**What needs to be done:** Scale the stretch of material from its start through the line containing "(1113, 234)" by rewriting every line in it, keeping all other text unchanged and multiplying each pixel coordinate by 2.4, rounded to a whole number with halves rounded up. Leave the pictures out.

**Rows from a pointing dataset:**
## start
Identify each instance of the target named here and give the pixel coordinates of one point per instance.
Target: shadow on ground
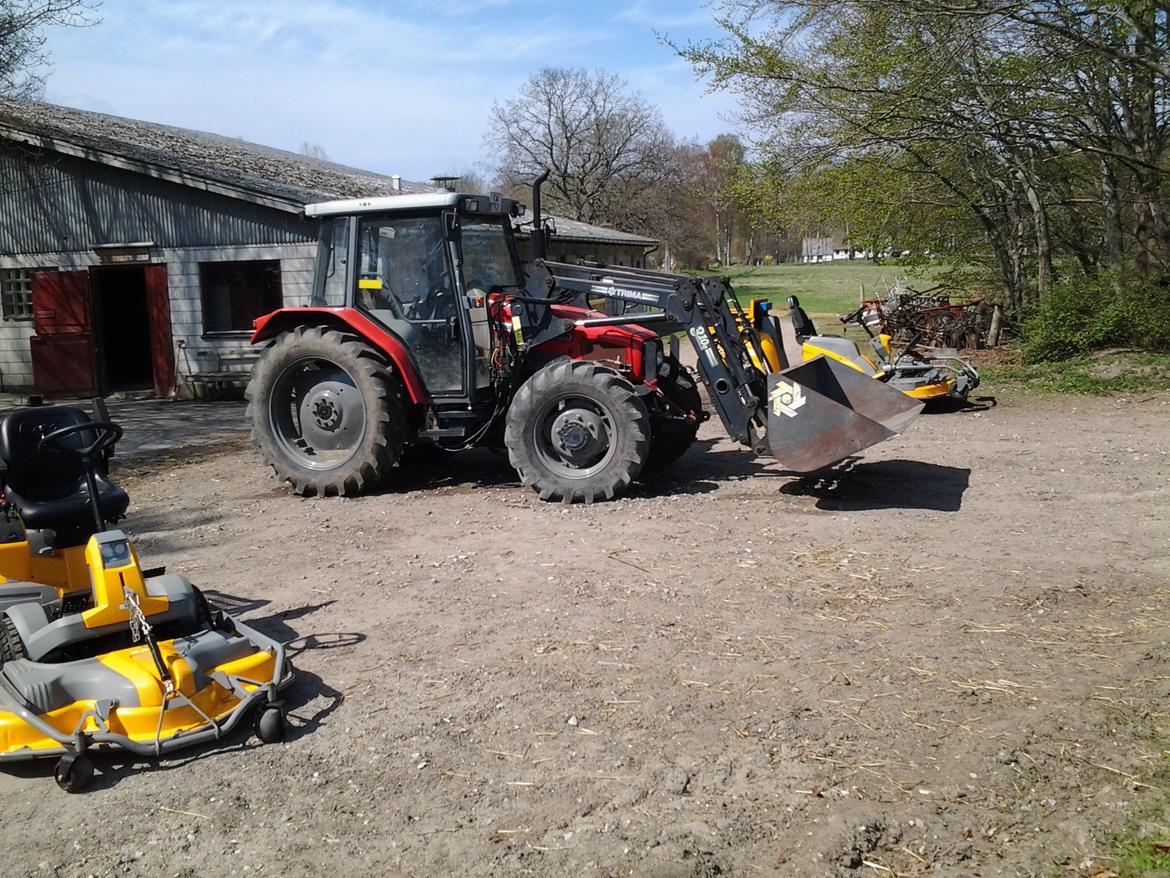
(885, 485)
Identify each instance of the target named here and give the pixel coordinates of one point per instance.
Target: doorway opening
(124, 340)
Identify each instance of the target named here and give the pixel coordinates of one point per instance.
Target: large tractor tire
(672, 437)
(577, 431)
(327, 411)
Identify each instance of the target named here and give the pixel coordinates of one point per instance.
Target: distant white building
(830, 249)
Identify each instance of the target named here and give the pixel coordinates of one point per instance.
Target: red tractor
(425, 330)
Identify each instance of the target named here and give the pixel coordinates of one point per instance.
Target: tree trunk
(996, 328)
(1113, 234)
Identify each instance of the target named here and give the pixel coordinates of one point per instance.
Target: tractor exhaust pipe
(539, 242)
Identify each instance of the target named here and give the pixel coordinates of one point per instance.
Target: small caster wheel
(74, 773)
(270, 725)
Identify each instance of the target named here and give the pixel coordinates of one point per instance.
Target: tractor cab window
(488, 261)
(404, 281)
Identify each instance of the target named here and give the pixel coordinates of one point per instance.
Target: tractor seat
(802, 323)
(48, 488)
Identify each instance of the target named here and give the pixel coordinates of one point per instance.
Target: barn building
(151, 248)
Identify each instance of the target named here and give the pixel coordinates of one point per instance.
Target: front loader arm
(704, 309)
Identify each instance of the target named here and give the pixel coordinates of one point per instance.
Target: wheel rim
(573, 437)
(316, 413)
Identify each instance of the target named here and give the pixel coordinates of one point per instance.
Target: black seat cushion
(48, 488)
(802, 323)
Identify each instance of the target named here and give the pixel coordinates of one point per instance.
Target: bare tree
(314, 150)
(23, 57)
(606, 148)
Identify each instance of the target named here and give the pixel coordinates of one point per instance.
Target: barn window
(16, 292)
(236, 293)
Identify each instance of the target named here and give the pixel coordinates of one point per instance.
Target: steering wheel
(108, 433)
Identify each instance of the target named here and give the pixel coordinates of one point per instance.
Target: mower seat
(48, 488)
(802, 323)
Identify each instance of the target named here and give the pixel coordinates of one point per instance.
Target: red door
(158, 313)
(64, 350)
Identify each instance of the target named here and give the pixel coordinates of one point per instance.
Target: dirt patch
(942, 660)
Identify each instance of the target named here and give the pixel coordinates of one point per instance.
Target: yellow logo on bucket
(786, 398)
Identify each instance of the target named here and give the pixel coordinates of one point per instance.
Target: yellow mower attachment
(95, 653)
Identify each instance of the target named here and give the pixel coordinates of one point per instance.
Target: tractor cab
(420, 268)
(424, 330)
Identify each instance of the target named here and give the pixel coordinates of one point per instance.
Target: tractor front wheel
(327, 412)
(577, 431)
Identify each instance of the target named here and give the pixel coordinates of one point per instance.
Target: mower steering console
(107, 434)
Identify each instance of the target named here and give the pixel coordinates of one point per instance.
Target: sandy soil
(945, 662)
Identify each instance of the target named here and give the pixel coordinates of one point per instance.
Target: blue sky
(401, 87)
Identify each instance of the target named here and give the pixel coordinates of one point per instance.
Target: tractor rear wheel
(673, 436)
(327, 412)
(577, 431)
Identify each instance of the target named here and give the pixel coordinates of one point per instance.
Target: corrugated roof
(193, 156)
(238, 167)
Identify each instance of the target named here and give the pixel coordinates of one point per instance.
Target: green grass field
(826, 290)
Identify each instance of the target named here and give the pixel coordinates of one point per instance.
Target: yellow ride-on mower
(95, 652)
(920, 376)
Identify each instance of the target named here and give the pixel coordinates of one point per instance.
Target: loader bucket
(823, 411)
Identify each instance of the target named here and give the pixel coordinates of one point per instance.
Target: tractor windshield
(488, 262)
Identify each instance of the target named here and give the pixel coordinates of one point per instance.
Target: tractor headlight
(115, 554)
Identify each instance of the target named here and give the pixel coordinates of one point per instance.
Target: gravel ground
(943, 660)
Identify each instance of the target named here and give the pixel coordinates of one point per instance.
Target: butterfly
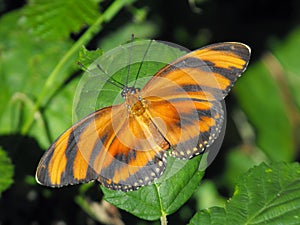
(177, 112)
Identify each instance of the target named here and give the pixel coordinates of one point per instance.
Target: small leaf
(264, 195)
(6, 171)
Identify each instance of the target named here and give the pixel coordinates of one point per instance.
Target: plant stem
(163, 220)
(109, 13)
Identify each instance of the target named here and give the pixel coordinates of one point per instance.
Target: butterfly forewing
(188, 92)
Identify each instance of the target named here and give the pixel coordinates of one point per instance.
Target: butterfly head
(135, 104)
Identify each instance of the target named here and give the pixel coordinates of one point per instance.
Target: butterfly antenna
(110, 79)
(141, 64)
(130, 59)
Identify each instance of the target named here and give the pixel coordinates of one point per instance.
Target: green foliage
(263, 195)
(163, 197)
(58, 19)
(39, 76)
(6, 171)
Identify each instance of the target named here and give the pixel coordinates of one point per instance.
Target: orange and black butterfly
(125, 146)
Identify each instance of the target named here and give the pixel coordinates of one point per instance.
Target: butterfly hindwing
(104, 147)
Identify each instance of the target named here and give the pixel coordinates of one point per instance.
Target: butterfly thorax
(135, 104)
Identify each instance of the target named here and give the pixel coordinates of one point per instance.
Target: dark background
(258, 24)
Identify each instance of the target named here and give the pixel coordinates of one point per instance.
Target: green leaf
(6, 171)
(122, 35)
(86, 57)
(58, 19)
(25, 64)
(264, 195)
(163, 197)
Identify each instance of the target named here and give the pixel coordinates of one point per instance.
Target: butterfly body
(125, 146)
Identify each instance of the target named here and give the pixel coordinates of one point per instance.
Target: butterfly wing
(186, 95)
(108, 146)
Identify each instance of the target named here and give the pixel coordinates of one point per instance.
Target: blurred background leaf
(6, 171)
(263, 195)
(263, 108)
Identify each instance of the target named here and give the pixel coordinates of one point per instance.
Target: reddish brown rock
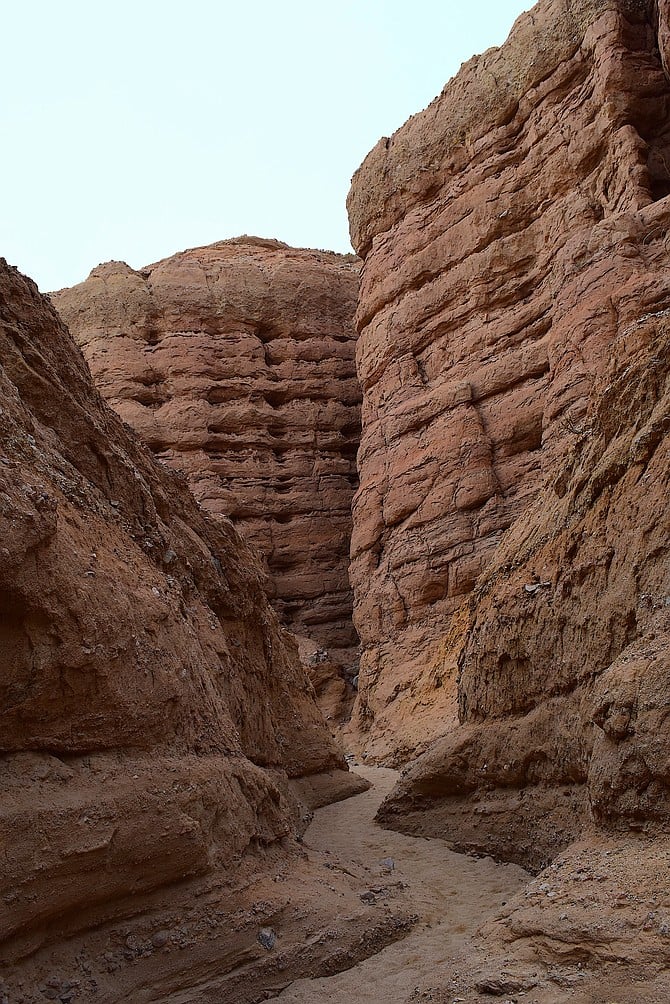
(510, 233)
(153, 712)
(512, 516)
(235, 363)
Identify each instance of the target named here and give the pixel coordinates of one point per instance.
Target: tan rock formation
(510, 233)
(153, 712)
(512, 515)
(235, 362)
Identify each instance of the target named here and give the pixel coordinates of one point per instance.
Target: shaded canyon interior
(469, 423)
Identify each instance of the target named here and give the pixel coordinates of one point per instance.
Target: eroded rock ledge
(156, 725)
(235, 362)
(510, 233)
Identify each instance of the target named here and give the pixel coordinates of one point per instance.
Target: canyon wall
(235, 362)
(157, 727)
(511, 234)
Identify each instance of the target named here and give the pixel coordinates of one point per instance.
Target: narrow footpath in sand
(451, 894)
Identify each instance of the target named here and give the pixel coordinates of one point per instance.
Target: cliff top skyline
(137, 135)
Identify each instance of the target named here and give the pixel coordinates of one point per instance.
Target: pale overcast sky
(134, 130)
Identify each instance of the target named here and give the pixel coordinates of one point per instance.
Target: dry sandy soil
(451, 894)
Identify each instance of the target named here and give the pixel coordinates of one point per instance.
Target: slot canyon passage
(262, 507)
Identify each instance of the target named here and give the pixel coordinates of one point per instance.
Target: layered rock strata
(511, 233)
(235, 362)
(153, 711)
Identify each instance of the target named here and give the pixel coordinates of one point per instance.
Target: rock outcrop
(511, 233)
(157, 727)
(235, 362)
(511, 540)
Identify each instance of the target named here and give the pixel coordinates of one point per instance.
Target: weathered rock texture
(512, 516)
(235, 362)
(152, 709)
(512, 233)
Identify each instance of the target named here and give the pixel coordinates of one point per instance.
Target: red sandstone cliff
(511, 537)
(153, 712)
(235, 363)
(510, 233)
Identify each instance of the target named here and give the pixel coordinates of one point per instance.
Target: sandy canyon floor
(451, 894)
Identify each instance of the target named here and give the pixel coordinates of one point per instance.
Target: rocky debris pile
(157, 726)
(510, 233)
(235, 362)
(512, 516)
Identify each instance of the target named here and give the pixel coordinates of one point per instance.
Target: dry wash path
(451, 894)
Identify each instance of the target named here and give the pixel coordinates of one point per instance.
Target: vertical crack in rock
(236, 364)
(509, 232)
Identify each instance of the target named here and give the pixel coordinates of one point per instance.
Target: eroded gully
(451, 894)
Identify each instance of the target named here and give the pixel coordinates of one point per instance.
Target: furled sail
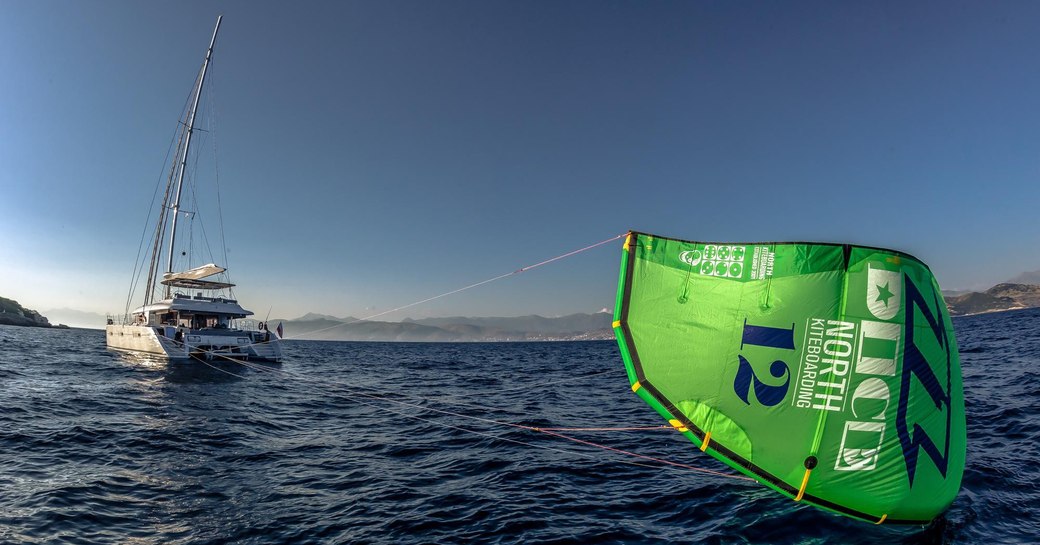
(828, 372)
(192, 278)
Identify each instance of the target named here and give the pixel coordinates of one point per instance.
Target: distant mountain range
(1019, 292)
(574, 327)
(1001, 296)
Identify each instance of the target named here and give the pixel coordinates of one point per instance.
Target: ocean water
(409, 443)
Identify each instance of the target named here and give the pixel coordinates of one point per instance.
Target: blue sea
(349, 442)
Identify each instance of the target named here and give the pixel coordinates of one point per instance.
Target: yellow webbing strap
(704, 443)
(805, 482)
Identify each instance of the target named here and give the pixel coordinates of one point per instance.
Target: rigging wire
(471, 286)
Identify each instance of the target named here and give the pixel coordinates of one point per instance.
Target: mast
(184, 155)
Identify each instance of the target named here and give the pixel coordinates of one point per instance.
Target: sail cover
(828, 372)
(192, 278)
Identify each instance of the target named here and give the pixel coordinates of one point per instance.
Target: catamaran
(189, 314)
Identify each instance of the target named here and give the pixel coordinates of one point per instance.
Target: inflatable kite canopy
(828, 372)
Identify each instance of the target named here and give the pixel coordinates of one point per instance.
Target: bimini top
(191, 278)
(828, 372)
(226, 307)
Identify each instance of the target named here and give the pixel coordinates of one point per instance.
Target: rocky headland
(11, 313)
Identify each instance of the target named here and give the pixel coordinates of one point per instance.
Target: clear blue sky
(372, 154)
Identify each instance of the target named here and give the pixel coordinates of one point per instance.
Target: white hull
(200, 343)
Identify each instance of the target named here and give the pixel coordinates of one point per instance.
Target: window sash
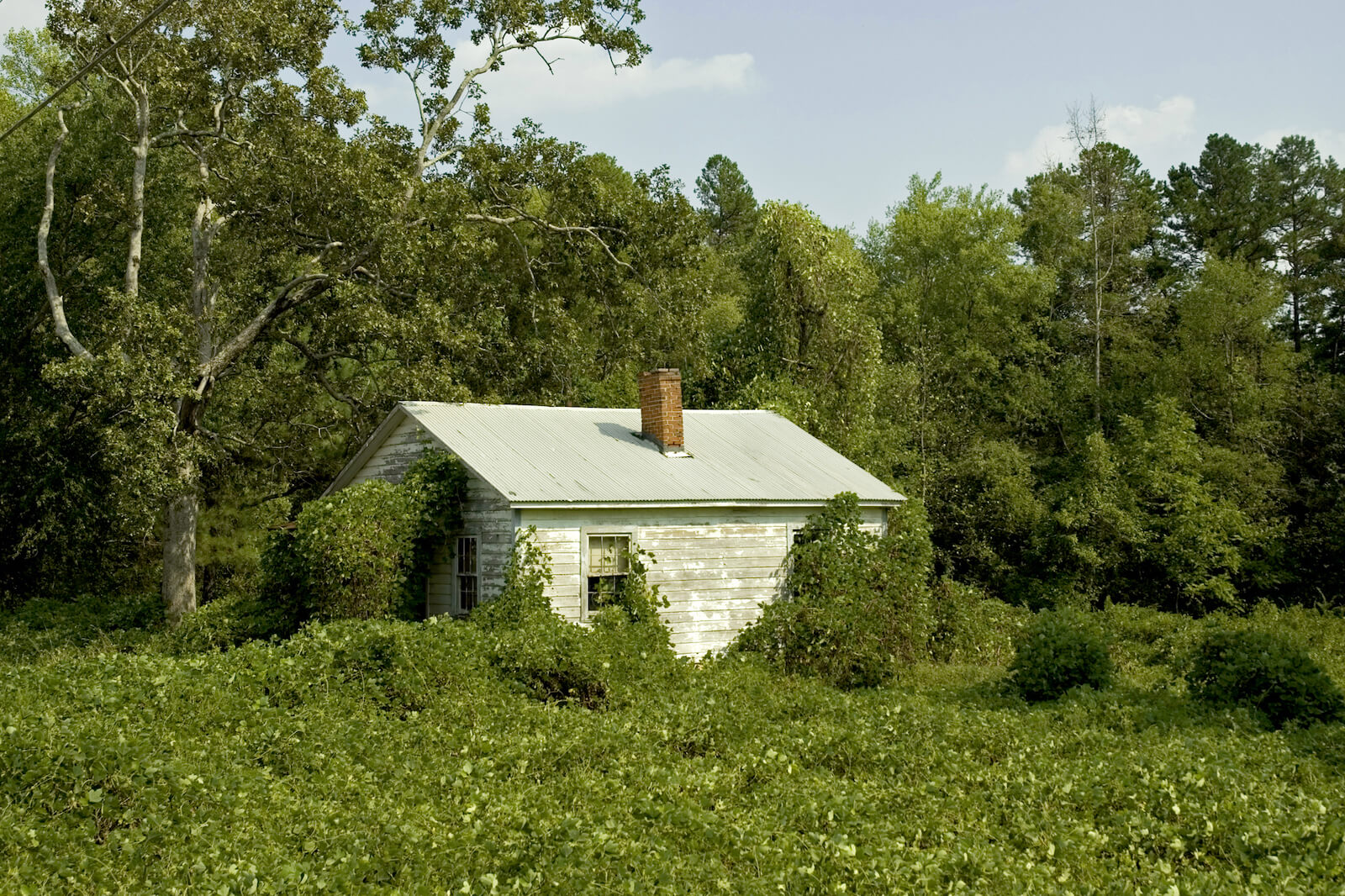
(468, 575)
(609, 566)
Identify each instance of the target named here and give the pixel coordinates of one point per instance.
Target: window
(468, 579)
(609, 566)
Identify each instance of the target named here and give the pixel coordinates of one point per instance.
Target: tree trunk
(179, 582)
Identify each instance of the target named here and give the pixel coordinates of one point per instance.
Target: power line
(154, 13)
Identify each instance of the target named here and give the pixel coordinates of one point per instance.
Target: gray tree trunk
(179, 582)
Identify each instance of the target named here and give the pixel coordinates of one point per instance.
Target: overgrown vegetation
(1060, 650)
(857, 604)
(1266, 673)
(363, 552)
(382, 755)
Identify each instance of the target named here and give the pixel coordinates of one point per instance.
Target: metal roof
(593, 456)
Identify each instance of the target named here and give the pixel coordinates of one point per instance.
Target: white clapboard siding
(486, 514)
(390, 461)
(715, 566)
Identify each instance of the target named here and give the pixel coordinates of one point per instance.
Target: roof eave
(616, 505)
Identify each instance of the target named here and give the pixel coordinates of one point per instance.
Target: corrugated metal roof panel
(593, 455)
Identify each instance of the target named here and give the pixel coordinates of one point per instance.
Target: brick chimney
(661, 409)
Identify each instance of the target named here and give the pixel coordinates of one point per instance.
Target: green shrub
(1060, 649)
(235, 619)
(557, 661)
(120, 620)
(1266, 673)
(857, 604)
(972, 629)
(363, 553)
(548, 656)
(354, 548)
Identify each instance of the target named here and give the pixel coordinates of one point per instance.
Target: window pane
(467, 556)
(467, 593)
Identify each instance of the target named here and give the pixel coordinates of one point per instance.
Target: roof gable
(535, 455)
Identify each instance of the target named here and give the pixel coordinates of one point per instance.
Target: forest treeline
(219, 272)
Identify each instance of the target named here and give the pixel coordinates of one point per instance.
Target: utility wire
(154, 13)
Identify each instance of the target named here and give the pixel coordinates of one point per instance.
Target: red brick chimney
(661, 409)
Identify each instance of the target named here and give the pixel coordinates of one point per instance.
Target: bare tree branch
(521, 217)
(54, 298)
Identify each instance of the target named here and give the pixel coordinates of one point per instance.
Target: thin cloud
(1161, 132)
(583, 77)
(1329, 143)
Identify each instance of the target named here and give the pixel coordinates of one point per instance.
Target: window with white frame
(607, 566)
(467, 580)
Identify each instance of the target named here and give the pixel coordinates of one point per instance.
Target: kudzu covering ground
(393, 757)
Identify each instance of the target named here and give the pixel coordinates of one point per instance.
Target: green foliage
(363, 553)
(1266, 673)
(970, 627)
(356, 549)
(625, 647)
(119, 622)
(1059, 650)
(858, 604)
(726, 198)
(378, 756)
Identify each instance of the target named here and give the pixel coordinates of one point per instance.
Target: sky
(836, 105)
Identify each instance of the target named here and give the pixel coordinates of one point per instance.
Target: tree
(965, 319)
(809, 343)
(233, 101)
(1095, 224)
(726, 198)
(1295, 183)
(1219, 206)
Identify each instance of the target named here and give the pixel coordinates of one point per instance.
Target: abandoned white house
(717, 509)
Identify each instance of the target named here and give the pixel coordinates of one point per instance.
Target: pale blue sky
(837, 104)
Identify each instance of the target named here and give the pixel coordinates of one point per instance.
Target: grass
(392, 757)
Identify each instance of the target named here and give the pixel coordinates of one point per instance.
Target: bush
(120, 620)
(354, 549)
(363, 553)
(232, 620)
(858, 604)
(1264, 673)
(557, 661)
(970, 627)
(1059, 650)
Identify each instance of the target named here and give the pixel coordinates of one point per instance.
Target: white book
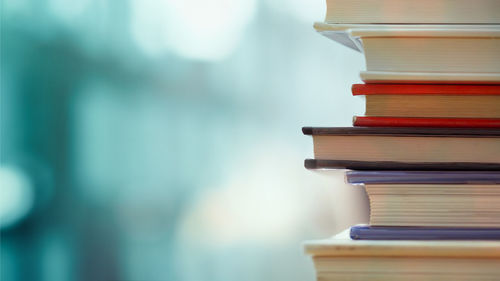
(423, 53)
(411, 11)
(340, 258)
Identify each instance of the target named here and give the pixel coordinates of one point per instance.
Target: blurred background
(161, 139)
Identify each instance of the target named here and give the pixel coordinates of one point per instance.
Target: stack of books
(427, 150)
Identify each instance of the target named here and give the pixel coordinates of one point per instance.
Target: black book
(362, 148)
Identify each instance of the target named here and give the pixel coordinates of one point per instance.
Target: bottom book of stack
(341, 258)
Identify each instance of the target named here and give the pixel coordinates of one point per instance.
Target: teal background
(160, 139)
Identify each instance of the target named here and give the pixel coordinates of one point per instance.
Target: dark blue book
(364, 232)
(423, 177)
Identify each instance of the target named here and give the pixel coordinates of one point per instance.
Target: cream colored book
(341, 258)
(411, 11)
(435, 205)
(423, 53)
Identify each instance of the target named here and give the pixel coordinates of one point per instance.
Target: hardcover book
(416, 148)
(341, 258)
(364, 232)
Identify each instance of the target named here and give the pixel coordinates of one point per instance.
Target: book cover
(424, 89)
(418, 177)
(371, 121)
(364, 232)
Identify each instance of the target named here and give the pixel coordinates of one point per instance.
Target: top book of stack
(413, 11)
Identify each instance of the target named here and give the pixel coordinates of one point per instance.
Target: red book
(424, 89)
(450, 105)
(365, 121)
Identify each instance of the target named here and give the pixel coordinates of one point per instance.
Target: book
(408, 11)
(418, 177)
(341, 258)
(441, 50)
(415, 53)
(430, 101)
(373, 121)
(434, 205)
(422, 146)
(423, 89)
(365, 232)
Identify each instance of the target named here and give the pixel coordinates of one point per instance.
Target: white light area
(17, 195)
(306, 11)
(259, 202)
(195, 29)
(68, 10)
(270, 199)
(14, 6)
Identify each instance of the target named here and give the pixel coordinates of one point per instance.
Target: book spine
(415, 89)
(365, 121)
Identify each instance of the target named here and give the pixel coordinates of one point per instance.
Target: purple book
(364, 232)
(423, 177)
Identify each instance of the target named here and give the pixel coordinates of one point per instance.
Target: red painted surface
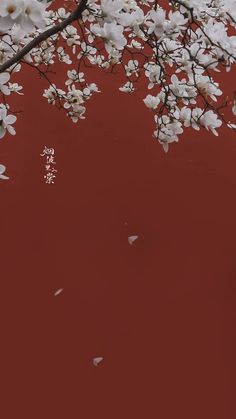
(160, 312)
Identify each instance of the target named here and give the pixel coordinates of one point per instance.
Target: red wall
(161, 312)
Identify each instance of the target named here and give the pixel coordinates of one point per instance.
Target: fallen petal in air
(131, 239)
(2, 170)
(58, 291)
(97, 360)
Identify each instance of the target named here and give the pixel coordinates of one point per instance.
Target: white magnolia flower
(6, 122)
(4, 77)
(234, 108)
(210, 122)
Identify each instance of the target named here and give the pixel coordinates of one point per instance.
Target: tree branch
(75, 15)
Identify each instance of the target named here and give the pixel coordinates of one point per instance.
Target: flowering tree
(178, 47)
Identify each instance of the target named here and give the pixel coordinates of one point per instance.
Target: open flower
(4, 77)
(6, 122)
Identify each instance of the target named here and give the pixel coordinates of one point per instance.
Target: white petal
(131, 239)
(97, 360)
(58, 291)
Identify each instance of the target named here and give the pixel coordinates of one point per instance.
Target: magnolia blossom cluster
## end
**Exercise solution:**
Identify each instance of the target named here and give the pixel coordinates of one point per instance.
Target: shadow on ground
(2124, 1164)
Identify each instance of the target named here and give the pixel coordinates of one point per instance.
Target: doorway opening
(298, 816)
Identify each instance of the target named here and give the pixel coordinates of one point per instance.
Target: large tractor tire
(1613, 1049)
(1385, 1034)
(785, 986)
Identify each instance of the target named here and give the pixel coordinates of one point per instance.
Target: distant white building
(1992, 598)
Identify each instance of the target named here and give the pixel coordinates of one point per instance.
Target: red tractor
(1020, 792)
Identify each instance of the target named here and give the pixel coordinates of one point per instance.
Target: tree trunk
(2390, 787)
(2671, 562)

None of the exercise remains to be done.